- PAGE
You Reap What You Can't Sow
Imagine this. You're an upstart crow working at a big named soul harvesting company. Before you even set foot off the bus much less brew a cup of coffee, you're tasked to take on a large soul way out of your paygrade. You're able to do so, but right before you reap the benefits a random crow smacks you on the head, steals your kill, and runs off into the nether. Your superiors won't even entertain that excuse so you chase after the crow into uncharted territory where all kinds of vile monsters exist. You don't get paid enough for any of this. Thus, the beginning of Death's Door.
Developed by Acid Nerve, the streak continues where amazing indie titles are developed by a handful of developers. Earlier we looked at One Step From Eden, a Mega Man Battle Network roguelike developed by a single person. Acid Nerve bumps that number by two, developed by Mark Foster and David Fenn. The two also worked on designing, composing, writing, and just about everything else involving Death's Door. The magnitude of the aesthetic and gameplay is impressive yet simplistic. Despite the amount of work that surely had to come from two people, Death's Door is a beautiful work of art.
Death's Door - The Source Of All Crows
The controls for Death's Door are fairly simple, taking elements from not only The Legend of Zelda but I'd even include Hades as well. It's an isometric game, allowing the player to experience the aesthetic as a whole. Art designs including the stage designs are easy to traverse. Planes that are inaccessible give players hints that there is more to the level than what meets the eye. A broken bridge may simply mean that the switch to lower it is not far off. Cracked walls may hint to players that paths will open as the player progresses and earn new weapons.

- DATA SUPPLIED
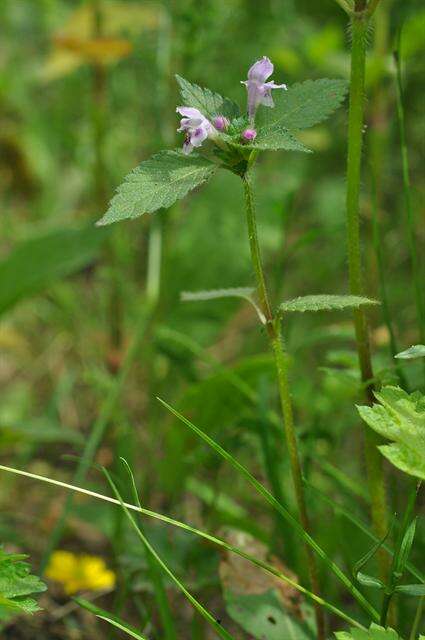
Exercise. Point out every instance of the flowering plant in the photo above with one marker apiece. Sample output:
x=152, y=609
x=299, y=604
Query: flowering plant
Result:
x=217, y=135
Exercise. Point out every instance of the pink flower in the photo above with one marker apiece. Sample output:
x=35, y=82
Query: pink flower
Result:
x=259, y=91
x=221, y=123
x=195, y=126
x=249, y=134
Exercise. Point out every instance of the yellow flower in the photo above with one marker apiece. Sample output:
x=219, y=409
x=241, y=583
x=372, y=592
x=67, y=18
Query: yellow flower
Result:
x=78, y=572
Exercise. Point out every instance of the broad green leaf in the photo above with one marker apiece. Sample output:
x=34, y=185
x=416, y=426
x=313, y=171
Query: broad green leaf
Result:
x=156, y=183
x=375, y=632
x=262, y=616
x=304, y=104
x=17, y=585
x=276, y=136
x=110, y=618
x=36, y=263
x=400, y=417
x=411, y=589
x=209, y=104
x=415, y=351
x=325, y=302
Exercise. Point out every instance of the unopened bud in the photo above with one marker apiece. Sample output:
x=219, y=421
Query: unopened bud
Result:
x=249, y=134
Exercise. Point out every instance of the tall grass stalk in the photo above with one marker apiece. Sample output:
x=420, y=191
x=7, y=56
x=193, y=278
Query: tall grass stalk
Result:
x=418, y=282
x=273, y=327
x=182, y=525
x=280, y=508
x=374, y=464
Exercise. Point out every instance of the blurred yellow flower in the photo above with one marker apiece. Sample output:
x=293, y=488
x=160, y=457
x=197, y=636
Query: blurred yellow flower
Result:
x=77, y=572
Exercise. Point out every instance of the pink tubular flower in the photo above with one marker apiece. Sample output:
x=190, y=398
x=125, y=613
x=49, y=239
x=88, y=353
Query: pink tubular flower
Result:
x=259, y=91
x=221, y=123
x=249, y=134
x=195, y=126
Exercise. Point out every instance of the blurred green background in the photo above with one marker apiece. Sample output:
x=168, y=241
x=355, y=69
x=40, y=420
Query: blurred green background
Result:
x=87, y=92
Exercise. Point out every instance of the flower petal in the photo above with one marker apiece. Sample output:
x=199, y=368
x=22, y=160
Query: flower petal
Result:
x=187, y=147
x=198, y=136
x=273, y=85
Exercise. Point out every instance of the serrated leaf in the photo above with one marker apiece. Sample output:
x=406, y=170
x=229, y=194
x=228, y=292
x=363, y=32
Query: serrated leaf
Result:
x=36, y=263
x=156, y=183
x=304, y=104
x=16, y=585
x=411, y=589
x=277, y=137
x=375, y=632
x=210, y=104
x=325, y=302
x=400, y=417
x=415, y=351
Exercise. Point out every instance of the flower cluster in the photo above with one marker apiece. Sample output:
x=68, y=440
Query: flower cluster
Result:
x=197, y=128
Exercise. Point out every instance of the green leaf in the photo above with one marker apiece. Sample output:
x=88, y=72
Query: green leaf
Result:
x=375, y=632
x=361, y=577
x=209, y=104
x=156, y=183
x=275, y=136
x=415, y=351
x=400, y=417
x=110, y=618
x=369, y=581
x=262, y=616
x=325, y=302
x=215, y=294
x=34, y=264
x=304, y=104
x=411, y=589
x=16, y=585
x=405, y=548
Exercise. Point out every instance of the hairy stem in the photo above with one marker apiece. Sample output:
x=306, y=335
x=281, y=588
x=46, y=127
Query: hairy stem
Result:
x=374, y=465
x=281, y=361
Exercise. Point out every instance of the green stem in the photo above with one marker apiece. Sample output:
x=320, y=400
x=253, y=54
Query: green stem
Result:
x=395, y=572
x=281, y=361
x=416, y=274
x=374, y=465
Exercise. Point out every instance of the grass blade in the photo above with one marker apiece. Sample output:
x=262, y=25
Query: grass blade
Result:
x=108, y=617
x=185, y=527
x=193, y=601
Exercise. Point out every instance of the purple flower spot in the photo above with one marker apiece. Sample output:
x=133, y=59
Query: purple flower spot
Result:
x=221, y=123
x=260, y=91
x=249, y=134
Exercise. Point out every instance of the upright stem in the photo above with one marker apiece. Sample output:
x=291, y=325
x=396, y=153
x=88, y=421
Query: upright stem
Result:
x=281, y=361
x=416, y=275
x=376, y=481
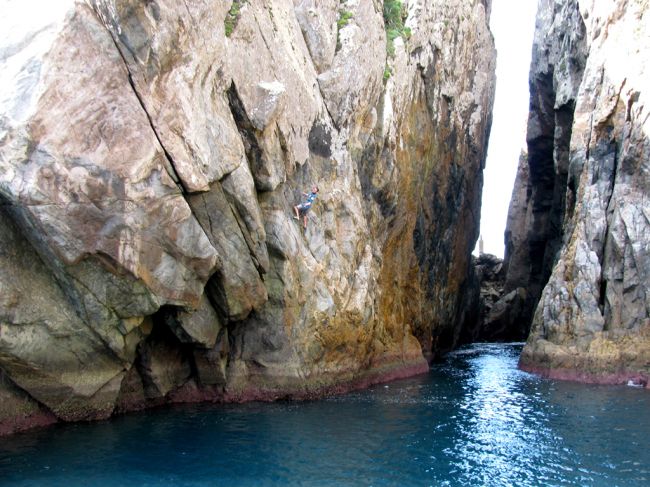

- TO DO
1 - Translate this sentence from the Death's Door review into Spanish: "It's an isometric game, allowing the player to experience the aesthetic as a whole."
2 - Summarize the Death's Door review in two sentences.

- SET OF ANSWERS
1 - Es un juego isométrico, que permite al jugador experimentar la estética en su conjunto.

2 - Death's Door, developed by the two-person studio Acid Nerve (Mark Foster and David Fenn), casts the player as a crow at a soul harvesting company who chases a thief into uncharted territory full of vile monsters. The review calls the game a beautiful work of art with fairly simple isometric controls that take elements from The Legend of Zelda and Hades, and stage designs that hint at paths opening as the player progresses.